-- Material provided start --
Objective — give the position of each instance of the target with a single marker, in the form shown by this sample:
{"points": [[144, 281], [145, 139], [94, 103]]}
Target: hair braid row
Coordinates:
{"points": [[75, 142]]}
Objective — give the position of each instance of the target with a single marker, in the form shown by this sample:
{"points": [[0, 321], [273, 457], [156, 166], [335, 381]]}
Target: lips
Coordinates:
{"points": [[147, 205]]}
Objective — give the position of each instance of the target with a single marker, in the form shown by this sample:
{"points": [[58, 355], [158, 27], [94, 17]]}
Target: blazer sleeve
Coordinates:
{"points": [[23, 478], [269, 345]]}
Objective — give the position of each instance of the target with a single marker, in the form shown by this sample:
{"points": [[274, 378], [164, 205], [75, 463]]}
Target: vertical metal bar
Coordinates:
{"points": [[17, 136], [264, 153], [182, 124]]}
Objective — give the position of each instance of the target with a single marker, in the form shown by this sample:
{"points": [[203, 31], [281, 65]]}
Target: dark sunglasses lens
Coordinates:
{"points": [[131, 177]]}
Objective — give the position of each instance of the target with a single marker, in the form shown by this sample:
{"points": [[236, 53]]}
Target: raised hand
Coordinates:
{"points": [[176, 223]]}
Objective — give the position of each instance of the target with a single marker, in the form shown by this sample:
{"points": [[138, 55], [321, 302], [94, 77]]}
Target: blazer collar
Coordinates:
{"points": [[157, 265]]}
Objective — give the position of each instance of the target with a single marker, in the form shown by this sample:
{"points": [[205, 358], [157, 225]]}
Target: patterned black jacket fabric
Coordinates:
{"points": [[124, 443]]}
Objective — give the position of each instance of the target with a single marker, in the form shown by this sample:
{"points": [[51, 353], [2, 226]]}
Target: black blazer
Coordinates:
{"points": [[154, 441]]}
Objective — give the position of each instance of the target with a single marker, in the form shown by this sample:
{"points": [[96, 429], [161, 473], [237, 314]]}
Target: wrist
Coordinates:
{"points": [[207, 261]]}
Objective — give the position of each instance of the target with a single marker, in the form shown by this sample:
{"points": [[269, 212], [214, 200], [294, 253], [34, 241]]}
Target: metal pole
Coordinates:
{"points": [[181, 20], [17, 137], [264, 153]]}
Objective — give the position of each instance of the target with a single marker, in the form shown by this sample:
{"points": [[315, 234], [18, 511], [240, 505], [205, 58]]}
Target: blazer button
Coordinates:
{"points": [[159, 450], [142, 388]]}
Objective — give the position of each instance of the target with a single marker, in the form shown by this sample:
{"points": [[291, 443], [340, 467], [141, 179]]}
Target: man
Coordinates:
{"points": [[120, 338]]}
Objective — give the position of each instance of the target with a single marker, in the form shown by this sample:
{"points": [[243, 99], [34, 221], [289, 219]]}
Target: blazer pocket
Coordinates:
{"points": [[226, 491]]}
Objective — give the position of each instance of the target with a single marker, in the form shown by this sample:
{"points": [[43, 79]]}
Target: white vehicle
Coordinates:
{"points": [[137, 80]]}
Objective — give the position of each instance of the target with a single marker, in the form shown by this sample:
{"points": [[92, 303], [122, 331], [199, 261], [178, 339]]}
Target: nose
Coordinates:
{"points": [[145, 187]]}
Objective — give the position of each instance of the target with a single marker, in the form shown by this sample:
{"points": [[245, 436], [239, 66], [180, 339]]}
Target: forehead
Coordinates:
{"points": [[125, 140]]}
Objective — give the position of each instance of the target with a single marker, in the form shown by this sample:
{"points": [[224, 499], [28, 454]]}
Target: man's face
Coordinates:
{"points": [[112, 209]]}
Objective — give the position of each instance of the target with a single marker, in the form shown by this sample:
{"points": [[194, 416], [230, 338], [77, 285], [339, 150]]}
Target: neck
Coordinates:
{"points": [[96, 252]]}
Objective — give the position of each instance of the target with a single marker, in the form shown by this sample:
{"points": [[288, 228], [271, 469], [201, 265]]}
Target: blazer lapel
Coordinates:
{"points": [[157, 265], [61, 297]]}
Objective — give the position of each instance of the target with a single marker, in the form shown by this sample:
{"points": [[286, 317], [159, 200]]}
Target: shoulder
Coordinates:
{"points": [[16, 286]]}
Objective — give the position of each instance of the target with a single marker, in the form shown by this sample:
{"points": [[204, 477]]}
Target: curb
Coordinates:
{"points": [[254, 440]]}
-- Material provided end --
All of the lines above must be returned exactly.

Objective — give the position of each instance of the target with a single marker, in the form shown by this sample:
{"points": [[144, 281], [145, 139], [94, 103]]}
Target: hair braid row
Coordinates:
{"points": [[75, 142]]}
Objective — give the position of each instance of the target with a single marker, in the form shown by this sample:
{"points": [[0, 321], [273, 457], [156, 166], [335, 381]]}
Target: lips
Coordinates:
{"points": [[147, 205]]}
Objective — give the position of each instance of the target with a single marker, in the form shown by this sample:
{"points": [[58, 355], [158, 27], [94, 17]]}
Target: blazer sleeve
Coordinates:
{"points": [[23, 478], [269, 345]]}
Objective — give the position of each instance of the target with a single marker, in the form shown by this sample:
{"points": [[274, 378], [164, 205], [75, 463]]}
Target: vertical metal bar
Coordinates:
{"points": [[17, 136], [264, 153], [182, 124]]}
Objective — give the position of each instance of the target with a single marker, in the form shown by this sample:
{"points": [[203, 31], [281, 65]]}
Target: dark sunglasses lens
Coordinates:
{"points": [[131, 177]]}
Objective — give the position of each instance of the target with a single marker, in the form shown by this sample:
{"points": [[236, 53]]}
Target: raised hand
Coordinates:
{"points": [[176, 223]]}
Objective — give the position of each instance of the target with a single marker, in the form shown by this sample:
{"points": [[138, 55], [321, 302], [94, 77]]}
Target: blazer collar
Coordinates:
{"points": [[157, 265]]}
Objective — give the position of each instance of the target with a single marker, in the form shown by this sample:
{"points": [[205, 358], [157, 225]]}
Target: patterned black jacket fabric
Coordinates:
{"points": [[124, 443]]}
Objective — give the position of each instance of the target with a single marker, in the form shown by this sample:
{"points": [[51, 353], [2, 226]]}
Target: black blazer
Coordinates:
{"points": [[154, 441]]}
Objective — give the position of each instance of the target with a single marker, in the form shown by this sample:
{"points": [[96, 429], [161, 473], [237, 314]]}
Target: wrist
Coordinates:
{"points": [[207, 261]]}
Objective — give the position of each instance of the target with a single marker, in the form shown by this sample:
{"points": [[269, 212], [214, 200], [294, 253], [34, 241]]}
Target: metal pole
Coordinates:
{"points": [[181, 20], [17, 137], [264, 153]]}
Objective — give the position of each instance of the target with a single marker, in the form shown by this sample:
{"points": [[315, 234], [18, 511], [240, 505], [205, 58]]}
Target: blazer button
Coordinates:
{"points": [[159, 450], [142, 388]]}
Objective — give the position of each instance of the target with a single marker, in the form shown by this sample:
{"points": [[291, 443], [340, 467], [141, 179]]}
Target: man
Coordinates:
{"points": [[120, 338]]}
Objective — give the position of each instance of the target with a single marker, in the form shown by this sample:
{"points": [[243, 99], [34, 221], [289, 219]]}
Target: blazer pocket
Coordinates:
{"points": [[226, 491]]}
Objective — give the position of each instance of the target with a single marker, in the form shown by this sample:
{"points": [[43, 79]]}
Target: white vehicle
Coordinates:
{"points": [[137, 80]]}
Objective — give the position of each instance of the target with a single marker, in the form shown by this sample:
{"points": [[92, 303], [122, 331], [199, 261], [178, 339]]}
Target: nose
Coordinates:
{"points": [[145, 187]]}
Objective — give the position of each instance of the target with a single marker, in the form shown by this sample:
{"points": [[245, 436], [239, 66], [180, 339]]}
Target: forehead
Coordinates:
{"points": [[125, 140]]}
Objective — give the position of each instance of the target with a single marker, in the form shown by this sample:
{"points": [[224, 499], [28, 454]]}
Target: man's face
Coordinates:
{"points": [[112, 209]]}
Objective — give the position of each instance of the target with a single marker, in the form shown by this sample:
{"points": [[194, 416], [230, 338], [77, 285], [339, 150]]}
Target: neck
Coordinates:
{"points": [[96, 252]]}
Objective — give the position of each instance of the target with a single marker, in the form shown by this sample:
{"points": [[288, 228], [271, 469], [201, 265]]}
Target: blazer lapel
Coordinates:
{"points": [[157, 265], [61, 297]]}
Objective — give the position of each instance of the target with a single marker, in the form shown by this sample:
{"points": [[286, 317], [159, 200]]}
Target: shoulder
Coordinates:
{"points": [[16, 286]]}
Objective — give the position of each instance of the target with a single marker, in the form shown by this sample:
{"points": [[204, 477]]}
Target: curb
Coordinates:
{"points": [[254, 440]]}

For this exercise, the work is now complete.